Task requirements:
Write out again, please, the records below from the first line to the line holding "glass building, each", inclusive, and nothing else.

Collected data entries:

-*-

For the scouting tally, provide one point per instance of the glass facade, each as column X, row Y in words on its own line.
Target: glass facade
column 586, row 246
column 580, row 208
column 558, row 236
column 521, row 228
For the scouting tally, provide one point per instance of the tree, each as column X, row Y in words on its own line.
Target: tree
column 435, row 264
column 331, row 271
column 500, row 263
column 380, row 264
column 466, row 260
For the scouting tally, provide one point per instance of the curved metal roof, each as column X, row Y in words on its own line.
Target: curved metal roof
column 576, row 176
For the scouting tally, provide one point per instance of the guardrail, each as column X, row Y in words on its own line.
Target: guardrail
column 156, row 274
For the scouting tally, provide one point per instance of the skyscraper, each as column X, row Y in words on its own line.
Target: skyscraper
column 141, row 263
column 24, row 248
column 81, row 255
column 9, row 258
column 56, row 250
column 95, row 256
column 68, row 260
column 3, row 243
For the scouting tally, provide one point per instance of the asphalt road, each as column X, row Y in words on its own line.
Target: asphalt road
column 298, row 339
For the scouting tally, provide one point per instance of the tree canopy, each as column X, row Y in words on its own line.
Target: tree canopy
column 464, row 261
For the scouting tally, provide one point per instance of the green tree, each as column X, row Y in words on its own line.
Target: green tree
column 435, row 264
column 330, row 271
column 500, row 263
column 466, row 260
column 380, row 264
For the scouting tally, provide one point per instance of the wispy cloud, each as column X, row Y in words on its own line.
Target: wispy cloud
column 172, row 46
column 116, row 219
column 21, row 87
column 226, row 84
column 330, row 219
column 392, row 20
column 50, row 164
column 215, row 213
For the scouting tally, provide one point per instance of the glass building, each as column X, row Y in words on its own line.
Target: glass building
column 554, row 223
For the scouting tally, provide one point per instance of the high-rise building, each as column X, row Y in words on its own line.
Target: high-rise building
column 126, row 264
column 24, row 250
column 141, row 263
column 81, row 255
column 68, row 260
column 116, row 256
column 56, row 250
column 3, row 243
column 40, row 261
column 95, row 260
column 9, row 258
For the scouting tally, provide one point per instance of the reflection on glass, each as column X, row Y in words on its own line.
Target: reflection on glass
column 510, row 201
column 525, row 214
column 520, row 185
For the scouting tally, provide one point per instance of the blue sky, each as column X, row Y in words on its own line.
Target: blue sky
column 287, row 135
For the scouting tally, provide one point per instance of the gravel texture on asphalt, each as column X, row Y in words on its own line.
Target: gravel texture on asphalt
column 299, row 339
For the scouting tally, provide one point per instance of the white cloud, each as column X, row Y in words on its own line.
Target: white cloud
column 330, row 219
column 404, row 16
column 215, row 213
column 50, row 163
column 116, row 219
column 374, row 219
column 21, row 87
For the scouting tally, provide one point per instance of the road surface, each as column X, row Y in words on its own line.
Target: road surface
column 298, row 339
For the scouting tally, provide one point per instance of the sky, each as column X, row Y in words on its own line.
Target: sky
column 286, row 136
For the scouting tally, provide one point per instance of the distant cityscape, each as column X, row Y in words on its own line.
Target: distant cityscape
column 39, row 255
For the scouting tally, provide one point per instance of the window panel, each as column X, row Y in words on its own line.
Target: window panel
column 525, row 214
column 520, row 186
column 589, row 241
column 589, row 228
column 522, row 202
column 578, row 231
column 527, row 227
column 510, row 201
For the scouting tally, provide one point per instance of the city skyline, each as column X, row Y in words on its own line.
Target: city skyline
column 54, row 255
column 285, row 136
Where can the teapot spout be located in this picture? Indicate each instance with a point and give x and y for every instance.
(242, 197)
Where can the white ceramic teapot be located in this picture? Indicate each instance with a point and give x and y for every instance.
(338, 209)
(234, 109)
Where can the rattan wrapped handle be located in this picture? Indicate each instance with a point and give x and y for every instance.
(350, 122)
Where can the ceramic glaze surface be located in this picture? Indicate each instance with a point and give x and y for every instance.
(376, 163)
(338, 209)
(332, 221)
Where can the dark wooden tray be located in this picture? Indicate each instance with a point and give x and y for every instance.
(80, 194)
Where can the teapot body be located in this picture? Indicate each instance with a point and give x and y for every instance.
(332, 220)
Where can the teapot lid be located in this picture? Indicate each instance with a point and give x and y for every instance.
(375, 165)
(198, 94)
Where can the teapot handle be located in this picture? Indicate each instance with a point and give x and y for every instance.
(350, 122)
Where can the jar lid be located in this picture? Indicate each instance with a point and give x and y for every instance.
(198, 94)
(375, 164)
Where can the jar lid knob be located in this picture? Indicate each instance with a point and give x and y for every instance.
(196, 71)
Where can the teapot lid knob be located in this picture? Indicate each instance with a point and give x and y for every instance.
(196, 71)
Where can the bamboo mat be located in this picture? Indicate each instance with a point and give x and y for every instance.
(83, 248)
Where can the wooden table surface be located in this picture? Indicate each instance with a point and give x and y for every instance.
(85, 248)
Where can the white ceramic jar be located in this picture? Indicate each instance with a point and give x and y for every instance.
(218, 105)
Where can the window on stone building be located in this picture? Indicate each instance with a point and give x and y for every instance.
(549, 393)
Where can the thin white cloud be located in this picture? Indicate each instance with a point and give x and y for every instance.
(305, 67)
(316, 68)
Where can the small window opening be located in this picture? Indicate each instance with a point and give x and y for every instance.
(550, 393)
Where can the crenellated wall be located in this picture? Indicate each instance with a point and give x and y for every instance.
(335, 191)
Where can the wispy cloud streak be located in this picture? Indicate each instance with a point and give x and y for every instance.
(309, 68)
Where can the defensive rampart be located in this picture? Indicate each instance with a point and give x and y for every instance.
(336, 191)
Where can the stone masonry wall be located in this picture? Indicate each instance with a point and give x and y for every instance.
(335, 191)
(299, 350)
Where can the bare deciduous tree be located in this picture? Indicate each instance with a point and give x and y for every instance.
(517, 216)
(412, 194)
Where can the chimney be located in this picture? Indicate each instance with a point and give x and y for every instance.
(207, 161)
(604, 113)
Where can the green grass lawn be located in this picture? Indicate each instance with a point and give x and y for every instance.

-*-

Written answer:
For the scouting tally, provide one point per instance of the glass facade, each as column X, row Y in words on its own line.
Target: glass facade
column 586, row 246
column 580, row 208
column 558, row 236
column 521, row 228
For the scouting tally, provide one point per instance of the tree, each as column X, row Y in words on its own line.
Target: tree
column 435, row 264
column 331, row 271
column 500, row 263
column 380, row 264
column 466, row 260
For the scouting tally, provide one point per instance of the curved metal roof, each as column X, row Y in words on its own line.
Target: curved metal roof
column 576, row 176
For the scouting tally, provide one point per instance of the guardrail, each as column X, row Y in words on its own line.
Target: guardrail
column 156, row 274
For the scouting tally, provide one point per instance of the skyscraper, each as column X, row Y in words on its own line.
Target: skyscraper
column 141, row 263
column 24, row 248
column 81, row 255
column 9, row 258
column 56, row 250
column 95, row 256
column 68, row 260
column 3, row 243
For the scouting tally, provide one point per instance of the asphalt road, each as column X, row Y in words on its own line.
Target: asphalt road
column 298, row 339
For the scouting tally, provide one point per instance of the tree canopy, each as column X, row Y in words on its own line.
Target: tree canopy
column 464, row 261
For the scouting tally, provide one point per instance of the green tree, each as column X, row Y in words on its own line.
Target: green tree
column 435, row 264
column 330, row 271
column 500, row 263
column 466, row 260
column 380, row 264
For the scouting tally, provide one point per instance of the wispy cloud, each as column X, row Y in words on its own line.
Target: wispy cloud
column 172, row 46
column 116, row 219
column 21, row 87
column 226, row 84
column 330, row 219
column 392, row 20
column 50, row 164
column 215, row 213
For the scouting tally, provide one point per instance of the glass building, each as column X, row Y in words on its own line.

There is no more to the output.